§ Direction
Extract every line of the records below that contains the word "wall", matching case exactly.

start Task data

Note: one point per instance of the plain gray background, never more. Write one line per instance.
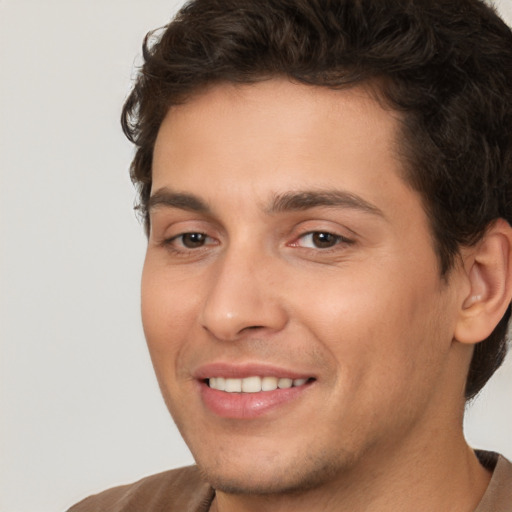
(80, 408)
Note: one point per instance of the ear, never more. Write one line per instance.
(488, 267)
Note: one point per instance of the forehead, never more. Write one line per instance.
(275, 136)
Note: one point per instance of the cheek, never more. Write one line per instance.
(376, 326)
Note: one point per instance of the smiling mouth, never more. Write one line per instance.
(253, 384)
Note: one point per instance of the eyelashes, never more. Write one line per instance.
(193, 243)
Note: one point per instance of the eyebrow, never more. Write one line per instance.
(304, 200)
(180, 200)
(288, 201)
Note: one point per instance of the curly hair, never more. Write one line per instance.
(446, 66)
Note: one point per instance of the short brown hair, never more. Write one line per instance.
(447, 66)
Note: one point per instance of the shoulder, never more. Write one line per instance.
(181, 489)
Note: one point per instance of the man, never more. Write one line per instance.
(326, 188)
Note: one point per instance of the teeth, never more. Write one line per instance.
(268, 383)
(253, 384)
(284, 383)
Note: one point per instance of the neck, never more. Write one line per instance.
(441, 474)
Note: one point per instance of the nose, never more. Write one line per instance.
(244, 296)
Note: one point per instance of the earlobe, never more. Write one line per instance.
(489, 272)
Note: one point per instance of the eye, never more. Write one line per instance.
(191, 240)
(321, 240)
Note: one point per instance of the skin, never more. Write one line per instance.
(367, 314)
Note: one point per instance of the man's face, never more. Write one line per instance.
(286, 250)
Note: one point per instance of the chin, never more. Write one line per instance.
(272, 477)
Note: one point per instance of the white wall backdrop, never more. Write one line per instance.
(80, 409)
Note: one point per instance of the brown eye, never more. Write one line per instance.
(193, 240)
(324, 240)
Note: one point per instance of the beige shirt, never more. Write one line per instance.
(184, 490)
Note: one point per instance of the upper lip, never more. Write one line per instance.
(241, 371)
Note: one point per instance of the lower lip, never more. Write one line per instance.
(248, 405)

end Task data
start Task data

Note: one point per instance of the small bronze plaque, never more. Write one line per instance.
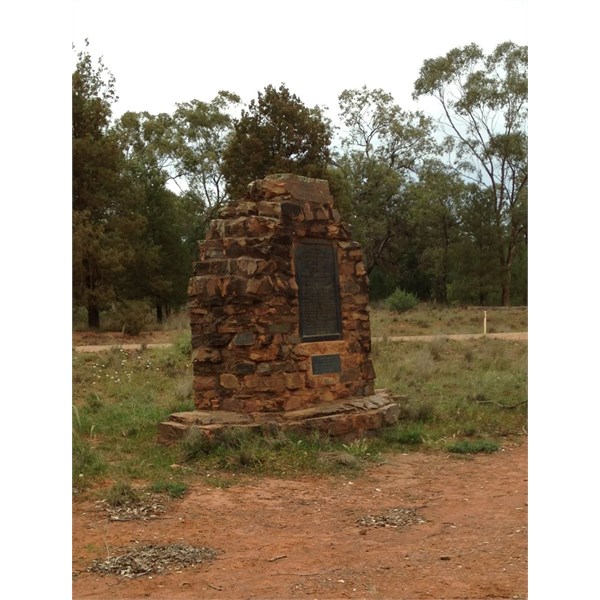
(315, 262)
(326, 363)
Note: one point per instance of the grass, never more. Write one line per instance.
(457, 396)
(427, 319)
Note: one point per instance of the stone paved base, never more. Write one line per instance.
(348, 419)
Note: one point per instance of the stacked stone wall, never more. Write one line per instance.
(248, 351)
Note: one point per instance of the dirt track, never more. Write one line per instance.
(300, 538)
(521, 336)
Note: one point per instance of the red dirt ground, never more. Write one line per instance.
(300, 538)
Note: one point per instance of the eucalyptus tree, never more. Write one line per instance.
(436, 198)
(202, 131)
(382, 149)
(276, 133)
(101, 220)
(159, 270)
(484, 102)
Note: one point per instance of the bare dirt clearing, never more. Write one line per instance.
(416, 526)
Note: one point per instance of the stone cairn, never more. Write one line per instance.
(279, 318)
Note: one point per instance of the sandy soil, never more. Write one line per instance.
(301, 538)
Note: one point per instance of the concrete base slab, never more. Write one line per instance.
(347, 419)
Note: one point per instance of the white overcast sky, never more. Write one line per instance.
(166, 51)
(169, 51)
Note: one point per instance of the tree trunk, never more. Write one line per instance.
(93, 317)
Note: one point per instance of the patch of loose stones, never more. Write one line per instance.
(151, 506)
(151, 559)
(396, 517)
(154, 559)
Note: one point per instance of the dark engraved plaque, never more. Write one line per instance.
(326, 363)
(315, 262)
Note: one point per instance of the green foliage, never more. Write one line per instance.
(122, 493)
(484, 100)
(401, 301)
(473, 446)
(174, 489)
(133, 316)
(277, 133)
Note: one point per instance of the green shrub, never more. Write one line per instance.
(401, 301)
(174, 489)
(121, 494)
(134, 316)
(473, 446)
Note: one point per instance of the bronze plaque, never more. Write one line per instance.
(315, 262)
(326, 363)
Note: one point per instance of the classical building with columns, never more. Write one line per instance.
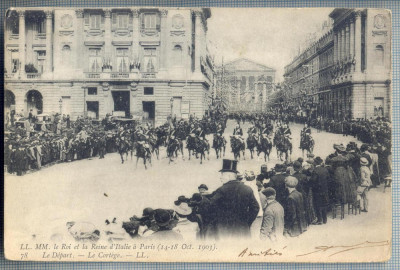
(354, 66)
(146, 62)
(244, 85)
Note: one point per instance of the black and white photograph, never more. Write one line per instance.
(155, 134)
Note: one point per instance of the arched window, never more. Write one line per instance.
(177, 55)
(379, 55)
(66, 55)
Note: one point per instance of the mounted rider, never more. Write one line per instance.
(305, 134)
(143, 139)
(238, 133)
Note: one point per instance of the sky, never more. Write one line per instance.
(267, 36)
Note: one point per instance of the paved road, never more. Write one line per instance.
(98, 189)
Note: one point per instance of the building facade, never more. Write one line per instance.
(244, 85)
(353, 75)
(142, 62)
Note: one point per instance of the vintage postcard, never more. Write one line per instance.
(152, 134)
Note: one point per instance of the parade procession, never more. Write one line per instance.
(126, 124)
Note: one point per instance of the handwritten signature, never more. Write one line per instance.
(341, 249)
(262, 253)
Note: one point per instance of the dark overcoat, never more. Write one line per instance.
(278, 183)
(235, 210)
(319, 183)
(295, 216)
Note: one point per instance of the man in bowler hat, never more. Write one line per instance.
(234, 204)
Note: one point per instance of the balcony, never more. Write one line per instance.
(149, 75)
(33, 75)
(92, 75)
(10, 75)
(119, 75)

end Task data

§ Full response
Note: one point per instance of the white wall backdrop, never more. Write one line per instance.
Note: one point per instance of the stacked stone wall, never more. Write one line per instance.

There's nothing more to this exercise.